▸ The tasks
**A.** In the email discussion about Glorp caching, what does Cincom use Glorp for?
**B.** Write the next few paragraphs of the email discussion about Glorp caching, picking up after its final sentence.

On 10/1/2017 1:40 PM, Philippe Marschall wrote:

> Hi
>
> Let me start by mentioning that I don't believe any of these issues
> are Seaside specific. IMO these issues apply to any web framework
> using GLORP and even any web framework using an ORM in general. So it
> could be beneficial to investigate how other Smalltalk web frameworks
> (AIDA, ApeX, Iliad, ...) or even other languages solve this issue
> (JSF, Spring Web MVC, JPA/Hibernate).
>
> What is most concerning to me is how every object ever loaded with
> GLOP is tracked in the cache of the GLOP session. IMO this is wrong as
> most objects are read-only and never edited. These objects should not
> be tracked. This leads to a lot of unnecessary memory overhead. Only
> the objects that are actually edited should be tracked.
> I think of it this way, when a table or list of objects is rendered
> none the displayed objects should be tracked. Only when an edit link
> or button is clicked and an edit form is rendered then the edited
> object needs to be tracked and optimistically locked. If we track
> every object ever loaded then this simply leads to unbound memory
> usage. If caching has to happen for correctness then the cache should
> be flushed at the end of a request.
As an object-relational mapping framework, Glorp has no way to know
which retrieved objects are going to be modified. If you don't cache
objects on retrieval, you have to go back to the database again to see
what's changed before doing an update. Also, if the application has a
simple UI with lots of objects which are not modified, but are used
continually, it may make sense to keep them around. In any case,
retrieving objects that are read-only in one session and potentially
editable objects in another session and then flushing caches at
appropriate times might be appropriate.

>
> Digging a bit into the GLROP documentation I don't think a unit of
> work should be active during the render phase. As far as I understand
> this should prevent any of the loaded objects from being tracked by
> being added to the cache. Only when an object is being edited should
> it be registered manually for tracking by the GLOP session.
> However during the callback phase a unit of work should be active.
> This should be done automatically by a Seaside-GLORP extension. On a
> successful or cancelled edit the edited object should be removed from
> the cache again and the callback should be invalidated (ideally a one
> time callback is used).
>
> It would be good to hear from somebody with GLROP experience whether
> what I just wrote made any sense at all or is utter nonsense.
Philippe, I think your "it should be this way" could be right for some
applications, but wrong for others. A solution for an application that
serves one request at a time per image with multiple images running in
parallel might do things the way you suggest. Another application might
want to cache objects in the image for use by multiple simultaneous
requests. If you register retrieved objects only when the edit button is
clicked, you need an extra round trip to the database. It might depend
on whether your limited resource is the database server, application
server memory, application server cpu or something else.

Cincom uses Glorp to read and write source code definitions in StORE.
When reading, Store database objects are retrieved and then converted to
active Smalltalk code. When writing a package or bundle, the Store
database objects have to be synched to the database before writing a new
version so that unchanged definitions are not written as duplicates in
the database. This is, in essence, what you're suggesting. It's
necessary because the objects in the image live long beyond the duration
of a database connection, but it has a cost.

▸ Entries shown

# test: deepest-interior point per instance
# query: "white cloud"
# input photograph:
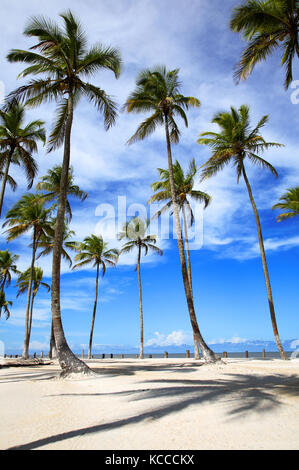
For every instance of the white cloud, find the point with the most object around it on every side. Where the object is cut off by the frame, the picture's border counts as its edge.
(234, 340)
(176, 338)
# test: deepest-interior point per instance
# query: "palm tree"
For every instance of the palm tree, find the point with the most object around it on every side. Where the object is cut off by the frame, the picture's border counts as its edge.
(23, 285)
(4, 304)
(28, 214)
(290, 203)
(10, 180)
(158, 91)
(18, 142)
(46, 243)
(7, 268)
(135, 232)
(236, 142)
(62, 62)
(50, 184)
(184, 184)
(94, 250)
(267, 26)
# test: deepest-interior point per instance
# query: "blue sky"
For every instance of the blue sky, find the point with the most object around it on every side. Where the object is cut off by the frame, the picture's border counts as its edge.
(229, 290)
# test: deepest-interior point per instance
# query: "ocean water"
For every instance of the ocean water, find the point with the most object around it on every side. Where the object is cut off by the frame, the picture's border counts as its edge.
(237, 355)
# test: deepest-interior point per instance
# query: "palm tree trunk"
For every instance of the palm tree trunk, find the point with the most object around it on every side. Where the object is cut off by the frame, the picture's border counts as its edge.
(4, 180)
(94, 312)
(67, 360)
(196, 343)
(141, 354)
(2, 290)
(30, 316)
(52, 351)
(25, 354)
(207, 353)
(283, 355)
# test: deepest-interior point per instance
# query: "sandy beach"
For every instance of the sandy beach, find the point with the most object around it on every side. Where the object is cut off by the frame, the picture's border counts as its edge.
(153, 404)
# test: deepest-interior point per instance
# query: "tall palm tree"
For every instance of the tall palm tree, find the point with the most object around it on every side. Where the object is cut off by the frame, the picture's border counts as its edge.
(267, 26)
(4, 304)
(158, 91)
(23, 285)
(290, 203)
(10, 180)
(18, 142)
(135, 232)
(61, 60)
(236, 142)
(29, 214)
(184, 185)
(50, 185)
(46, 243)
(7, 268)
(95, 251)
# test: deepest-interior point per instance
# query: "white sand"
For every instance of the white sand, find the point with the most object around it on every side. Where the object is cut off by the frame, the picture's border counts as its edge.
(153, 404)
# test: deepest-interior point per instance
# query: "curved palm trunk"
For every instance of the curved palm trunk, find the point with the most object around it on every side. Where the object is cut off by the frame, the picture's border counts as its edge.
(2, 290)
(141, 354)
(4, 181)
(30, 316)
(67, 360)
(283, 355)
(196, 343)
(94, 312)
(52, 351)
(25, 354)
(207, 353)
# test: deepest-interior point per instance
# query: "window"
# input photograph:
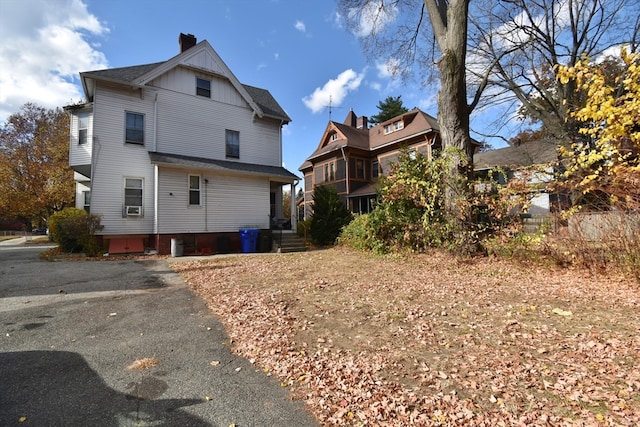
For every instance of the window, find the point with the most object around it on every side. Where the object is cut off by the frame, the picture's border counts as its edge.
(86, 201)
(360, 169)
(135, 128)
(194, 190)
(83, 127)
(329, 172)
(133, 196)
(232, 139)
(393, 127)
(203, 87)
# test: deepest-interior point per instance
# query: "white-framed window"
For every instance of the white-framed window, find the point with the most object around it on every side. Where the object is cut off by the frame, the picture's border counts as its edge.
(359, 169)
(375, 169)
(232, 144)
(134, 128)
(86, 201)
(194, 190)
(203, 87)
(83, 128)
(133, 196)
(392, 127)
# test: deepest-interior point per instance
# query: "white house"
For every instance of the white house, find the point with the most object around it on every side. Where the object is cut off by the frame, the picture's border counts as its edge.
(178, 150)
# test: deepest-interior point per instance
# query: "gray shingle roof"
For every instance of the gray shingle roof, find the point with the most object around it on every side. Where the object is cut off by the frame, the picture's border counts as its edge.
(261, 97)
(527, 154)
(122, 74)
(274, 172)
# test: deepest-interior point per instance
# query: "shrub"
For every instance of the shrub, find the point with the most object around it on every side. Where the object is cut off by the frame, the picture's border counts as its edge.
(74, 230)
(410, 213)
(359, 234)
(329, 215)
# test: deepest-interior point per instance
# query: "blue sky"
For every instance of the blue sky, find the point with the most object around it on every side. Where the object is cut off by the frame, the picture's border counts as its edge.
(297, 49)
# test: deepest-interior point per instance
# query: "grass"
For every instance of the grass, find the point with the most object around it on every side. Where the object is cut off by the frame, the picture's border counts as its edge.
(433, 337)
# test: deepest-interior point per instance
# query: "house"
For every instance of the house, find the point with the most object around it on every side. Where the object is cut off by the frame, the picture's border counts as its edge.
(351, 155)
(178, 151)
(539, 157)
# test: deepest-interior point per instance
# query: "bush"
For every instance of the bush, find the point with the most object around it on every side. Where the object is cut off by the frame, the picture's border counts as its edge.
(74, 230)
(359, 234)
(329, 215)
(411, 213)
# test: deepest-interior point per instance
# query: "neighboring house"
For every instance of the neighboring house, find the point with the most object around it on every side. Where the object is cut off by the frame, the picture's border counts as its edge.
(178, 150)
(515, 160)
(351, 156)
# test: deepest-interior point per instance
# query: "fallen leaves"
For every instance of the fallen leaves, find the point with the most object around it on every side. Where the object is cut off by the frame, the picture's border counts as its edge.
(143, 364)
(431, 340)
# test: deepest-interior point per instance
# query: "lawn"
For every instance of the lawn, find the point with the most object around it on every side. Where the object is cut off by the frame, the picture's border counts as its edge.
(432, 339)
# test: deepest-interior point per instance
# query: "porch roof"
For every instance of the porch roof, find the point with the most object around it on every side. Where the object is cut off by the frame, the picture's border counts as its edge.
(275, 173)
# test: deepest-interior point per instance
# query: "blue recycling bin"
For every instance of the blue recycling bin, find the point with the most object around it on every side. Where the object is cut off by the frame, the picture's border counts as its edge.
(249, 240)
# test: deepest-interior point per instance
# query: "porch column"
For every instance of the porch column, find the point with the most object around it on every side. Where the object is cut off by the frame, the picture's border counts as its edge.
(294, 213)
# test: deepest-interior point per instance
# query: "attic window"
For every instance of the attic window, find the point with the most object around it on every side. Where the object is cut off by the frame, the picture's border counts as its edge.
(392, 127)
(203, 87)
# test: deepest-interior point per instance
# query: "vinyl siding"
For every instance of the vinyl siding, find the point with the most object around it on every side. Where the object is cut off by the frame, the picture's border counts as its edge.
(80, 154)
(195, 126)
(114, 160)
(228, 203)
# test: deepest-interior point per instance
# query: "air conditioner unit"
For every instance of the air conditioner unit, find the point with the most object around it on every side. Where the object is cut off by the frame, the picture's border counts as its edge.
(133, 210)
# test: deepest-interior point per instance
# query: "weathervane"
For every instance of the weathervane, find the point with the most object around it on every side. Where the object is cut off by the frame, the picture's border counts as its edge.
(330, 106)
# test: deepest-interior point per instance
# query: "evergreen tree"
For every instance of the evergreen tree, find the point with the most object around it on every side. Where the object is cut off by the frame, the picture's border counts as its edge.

▸ Outputs for the tasks
**A.** Cincom uses Glorp to read and write source code definitions in StORE.

**B.**
Hope you find this helpful...

>
> I would also be open to attending some sort of meetup in northern
> Switzerland/southern Germany to discuss this in person.
>
> Cheers
> Philippe
>
> On Thu, Sep 28, 2017 at 8:56 AM, [hidden email]
> <[hidden email]> wrote:
>> Hi there,
>>
>>
>> since nobody at ESUG seemed to be interested in a Glorp/Seaside BOF as I
>> suggested, I try something new now ;-)
>>
>> Glorp is a great tool for OR mapping and works very well. There is good
>> introductory material, even if it is hard to find. But when it comes to real
>> world use, there are many questions to be answered like
>>
>> how to handle transactions, mementos, units of work and that stuff,
>> especially in a multi-user environment like a Seaside based web app
>> how to map more complicated things, like polymorphic joins, embedded objects
>> etc.
>> what if an image slows down gradually when a user has been working for
>> hours, almsot coming to a standstill. How to find out if Glorp or your use
>> of it is the problem? What can you do then?
>> Is my use of transactions correct or will I face problems
>>
>> None of these are easy questions and maybe there are many possible answers
>> to them, But finding them on your own can be hard and take a lot of time. It
>> can even be a risk to your business.
>>
>> There is the Glorp group, but it's not actually in heavy use and sometimes
>> it is hard to write down a problem in a few lines. Explaining the whole
>> thing sometimes would make for loooong messages that probably nobody ever
>> reads, esp. if the poster's english isn't brilliant.
>>
>> So what I'm looking for is ways to find and meet people who also use Glorp
>> (or any other ORM in Smalltalk) and would be interested in discussing stuff
>> and maybe answer questions. Something like a Glorp users group.
>>
>> The best thing to exchange ideas is probably to meet face to face and carry
>> your laptop with you. So if anybody in Southern Germany, Eastern France,
>> Northern Switzerland would be interested in such a meeting, please let me
>> know and I am more than interested in setting something up.
>>
>> The second best is probably some sort of online conference call. Maybe even
>> on a regular basis.
>>
>> Please let me know if you'd be interested.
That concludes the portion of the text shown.